(Beginning of DOCUMENT TEXT)
While Carrie Fisher was loved the world over from the moment she appeared as Princess Leia in a galaxy far, far away - but behind the scenes she was engaged in an epic battle with substance abuse.
Fisher died on Tuesday morning local time in Los Angeles after suffering what was described as a massive heart attack on a flight from London on Friday. She had been in London filming episodes of the Amazon-Channel 4 comedy Catastrophe.
She burst onto the scene in 1977 alongside Harrison Ford and Mark Hamill in the first three Star Wars movies.
Image 1 of 21: Eddie Fisher and Debbie Reynolds hold their baby daughter, Carrie Frances Fisher, as the pose for a photo in the Hollywood area of Los Angeles. Photo / AP
The actress later revealed she'd had a drug problem since the age of 13, when she began smoking marijuana. She went on to use harder drugs such as LSD.
In an interview with the Herald-Tribune in 2013, Fisher said: "I never could take alcohol. I always said I was allergic to alcohol, and that's actually a definition to alcoholism - an allergy of the body and an obsession of the mind ... By the time I was 21 it was LSD. I didn't love cocaine, but I wanted to feel any way other than the way I did, so I'd do anything."
While touring Sydney with her autobiography Wishful Drinking in 2010, Fisher revealed her drug habits were in full swing as she battled Darth Vader's forces playing Princess Leia in The Empire Strikes Back.
"We did cocaine on the set of Empire, in the ice planet," she confessed.
"I didn't even like coke that much, it was just a case of getting on whatever train I needed to take to get high."
During that same year, 1980, Fisher played the part of a manic ex-girlfriend in The Blues Brothers alongside her then boyfriend Dan Aykroyd, and John Belushi.
In one of Hollywood's most infamous stories of excess, Belushi recognised Fisher as a kindred spirit and brought her into his inner circle before his death from cocaine and heroin.
"Hanging out with them didn't help and John actually recognised it in me," she said.
"He said to me once, 'You and I, we're alike, we're not like them', referring to his wife and Danny (Aykroyd).
"Slowly I realised I was doing a bit more drugs than other people and losing my choice in the matter."
In 2010, she recognised she would likely have died years earlier if she'd had more access to her vices.
"The stuff I liked was very hard to get hold of. If I'd been addicted to booze I'd be dead now because you just go out and get it," she said.
"Because my drugs were illegal, or the amounts I wanted to do were illegal, it made it more difficult for me to get in trouble."
Her drug use, personal insecurities and swinging stages of depression reportedly helped bring down her "explosive" marriage to musician Paul Simon in 1983.
According to Homeward Bound: The Life of Paul Simon, a biography by Peter Ames Carlin, Fisher was "heavily involved" with drugs when the pair first met.
"Once they saw each other, no one else mattered to either of them," Carlin wrote.
"Carrie added velocity to [Paul's] life, a kind of wild energy that often set him alight and sometimes made him scream."
But the highs came with some plunging lows.
"[Paul] didn't want to have to deal with Carrie when she came pin-balling home with Christ only knew what powders and pills sizzling inside her feverish skull," Carlin wrote.
"Then it would be her turn to crash back to earth, ashamed of her wild moods and indulgences, suddenly convinced she had neither the brains nor the maturity to keep up with her older genius boyfriend."
Though the stars divorced in 1984, their relationship continued on and off for several years.
(End of DOCUMENT TEXT)
(Beginning of GIVEN INFORMATION)
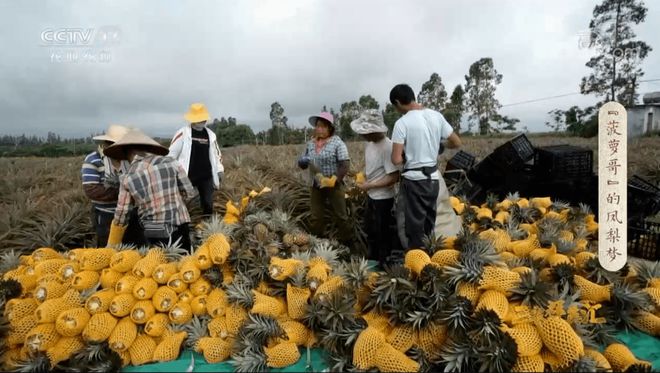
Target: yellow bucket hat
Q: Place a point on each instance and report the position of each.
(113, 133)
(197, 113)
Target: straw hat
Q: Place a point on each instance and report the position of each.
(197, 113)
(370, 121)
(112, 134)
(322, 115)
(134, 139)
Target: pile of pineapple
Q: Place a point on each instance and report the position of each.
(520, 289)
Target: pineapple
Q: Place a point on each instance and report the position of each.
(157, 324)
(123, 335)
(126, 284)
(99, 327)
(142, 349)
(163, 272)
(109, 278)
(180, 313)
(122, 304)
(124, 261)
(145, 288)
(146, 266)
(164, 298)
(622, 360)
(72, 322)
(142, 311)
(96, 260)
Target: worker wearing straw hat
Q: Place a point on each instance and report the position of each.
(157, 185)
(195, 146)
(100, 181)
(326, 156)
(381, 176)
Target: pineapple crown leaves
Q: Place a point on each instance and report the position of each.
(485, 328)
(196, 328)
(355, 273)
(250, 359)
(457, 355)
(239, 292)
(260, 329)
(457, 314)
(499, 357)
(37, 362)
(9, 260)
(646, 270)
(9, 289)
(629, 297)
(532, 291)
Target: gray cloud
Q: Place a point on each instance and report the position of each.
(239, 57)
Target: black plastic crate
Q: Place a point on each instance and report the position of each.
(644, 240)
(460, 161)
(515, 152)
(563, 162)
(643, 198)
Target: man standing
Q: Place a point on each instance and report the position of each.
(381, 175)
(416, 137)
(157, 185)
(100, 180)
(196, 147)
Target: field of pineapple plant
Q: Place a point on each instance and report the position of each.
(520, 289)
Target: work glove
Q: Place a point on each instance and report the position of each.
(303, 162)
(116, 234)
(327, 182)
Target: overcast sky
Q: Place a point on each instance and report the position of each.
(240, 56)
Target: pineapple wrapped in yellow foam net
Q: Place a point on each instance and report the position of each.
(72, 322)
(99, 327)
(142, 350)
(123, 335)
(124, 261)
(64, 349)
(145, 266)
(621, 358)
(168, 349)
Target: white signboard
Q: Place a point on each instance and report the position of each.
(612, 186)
(End of GIVEN INFORMATION)
(Beginning of GIVEN INFORMATION)
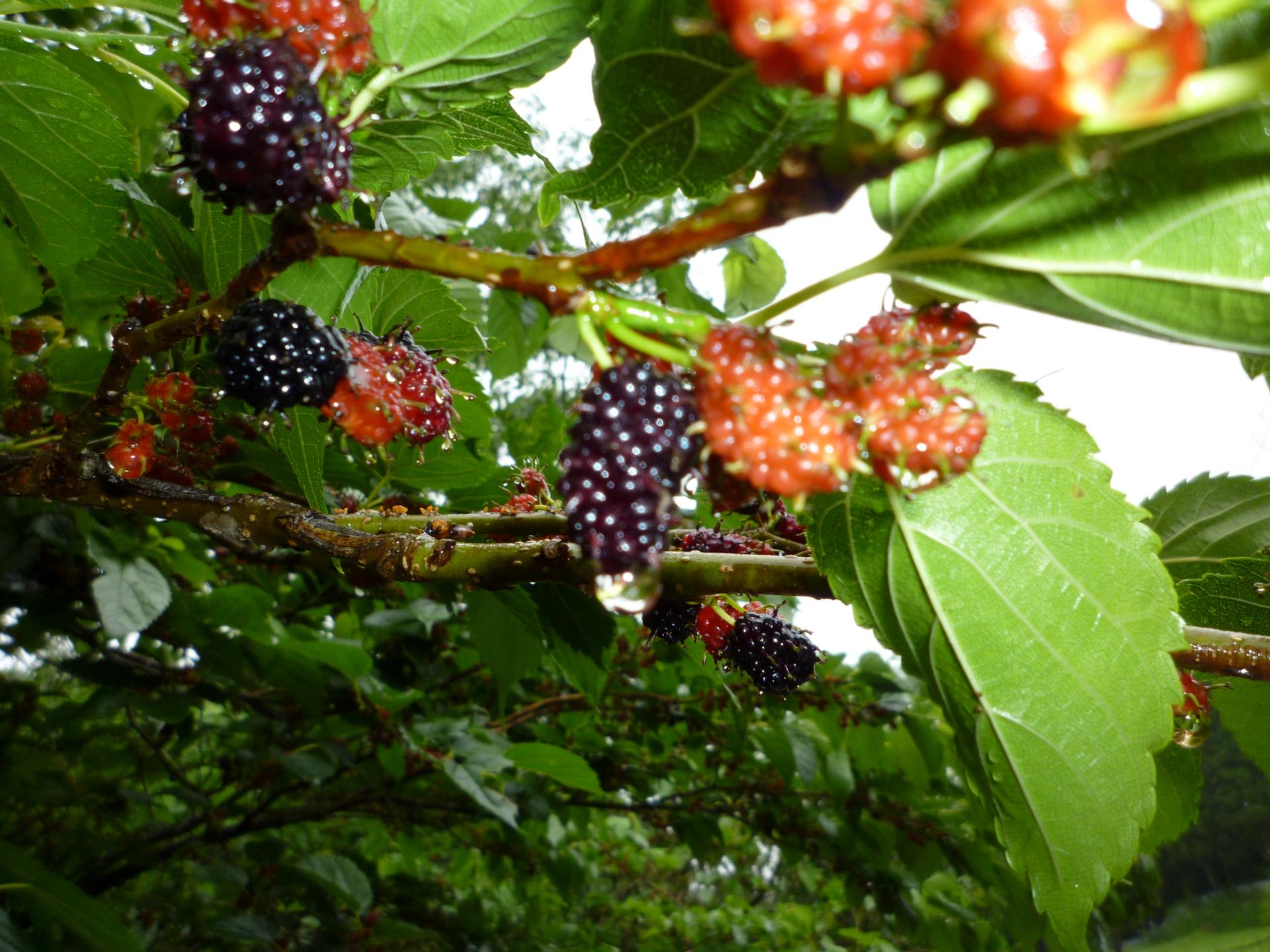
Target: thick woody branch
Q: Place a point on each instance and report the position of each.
(End of GIVEN INFORMATION)
Please list every year that the Carrie Fisher article above the entries mentions, in the order each first appears.

• [ANSWER BELOW]:
1977, 2013, 2010, 1980, 1983, 1984